-- 問題の内容 --
下の記録から、画像を除いたすべての行を一字も変えずに抜き出してください。

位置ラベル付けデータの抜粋
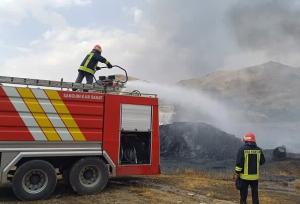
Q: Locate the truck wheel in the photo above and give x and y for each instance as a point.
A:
(88, 176)
(34, 180)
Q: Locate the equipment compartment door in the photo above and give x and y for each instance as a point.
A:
(135, 134)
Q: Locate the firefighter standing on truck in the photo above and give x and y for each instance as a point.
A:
(88, 67)
(249, 159)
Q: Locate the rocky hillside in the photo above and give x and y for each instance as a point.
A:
(268, 92)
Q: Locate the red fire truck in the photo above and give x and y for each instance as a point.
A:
(49, 132)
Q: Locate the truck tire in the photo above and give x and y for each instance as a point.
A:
(34, 180)
(88, 176)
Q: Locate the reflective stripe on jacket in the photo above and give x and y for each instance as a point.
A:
(89, 64)
(249, 159)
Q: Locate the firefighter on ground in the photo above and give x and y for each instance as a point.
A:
(88, 67)
(249, 159)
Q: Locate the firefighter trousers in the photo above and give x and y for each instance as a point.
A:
(244, 191)
(81, 74)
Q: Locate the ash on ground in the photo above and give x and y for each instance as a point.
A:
(197, 146)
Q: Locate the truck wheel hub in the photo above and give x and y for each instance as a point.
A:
(35, 181)
(89, 175)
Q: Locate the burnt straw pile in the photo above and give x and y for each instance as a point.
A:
(197, 141)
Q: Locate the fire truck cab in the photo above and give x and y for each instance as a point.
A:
(82, 137)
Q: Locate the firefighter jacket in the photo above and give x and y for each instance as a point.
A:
(89, 64)
(249, 159)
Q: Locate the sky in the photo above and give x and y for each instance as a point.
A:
(155, 40)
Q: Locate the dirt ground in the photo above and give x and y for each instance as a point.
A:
(280, 183)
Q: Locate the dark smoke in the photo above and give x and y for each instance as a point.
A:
(272, 26)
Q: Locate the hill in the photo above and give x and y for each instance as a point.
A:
(264, 93)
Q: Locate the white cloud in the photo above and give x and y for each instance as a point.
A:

-- 解答例 --
Q: Locate the truck wheel in the photo above and give x and y for each instance as a point.
A:
(88, 176)
(34, 180)
Q: Locate the equipment compartment door in the photo above and give x and y for each instance as a point.
A:
(135, 134)
Q: Locate the firefighter standing on truck in the photo above and give x and y for each instance as a point.
A:
(88, 67)
(249, 159)
Q: Locate the rocky hillside in the photo above and give x and y for each instance as a point.
A:
(268, 92)
Q: Locate the red fire truck in the photo above and give x and y for each instance as a point.
A:
(49, 132)
Q: Locate the truck tire in the photo above and give x and y for each instance as a point.
A:
(34, 180)
(88, 176)
Q: Locate the reflective stripe on jacket in the photo above and give x and y for each instance as a point.
A:
(89, 64)
(249, 159)
Q: Locate the firefighter on ground in the photo above and give x and y for each instance as a point.
A:
(88, 67)
(249, 159)
Q: Locate the firefighter trousers in the photo above and give x and y for each instance as a point.
A:
(244, 191)
(81, 74)
Q: Locate the ash on ground in the photo above and give x and y for each instance as a point.
A:
(197, 146)
Q: Locate the truck wheel hub in the photo above and give x and y for each instance as a point.
A:
(35, 181)
(89, 175)
Q: Locate the burnt straw pile in the photo above and give x and y for each instance as a point.
A:
(197, 141)
Q: Locate the fire truck cab in the photo above and give x and y for each instance as a point.
A:
(82, 137)
Q: Locate the firefighter jacket in the photo above and give x and y for each instance as a point.
A:
(89, 64)
(249, 159)
Q: Locate the sky in the photo above and give x and y for each instance as a point.
A:
(155, 40)
Q: Locate the dirt ground in the photo above and give x and y for each instance as a point.
A:
(280, 183)
Q: Locate the dark smoke in the photo above and give x and y for each instance as a point.
A:
(272, 26)
Q: Locate the hill in the photo above and give x and y for each instance as a point.
A:
(264, 93)
Q: Locate the white cloud in the photo above and give x and y for each instance as a point.
A:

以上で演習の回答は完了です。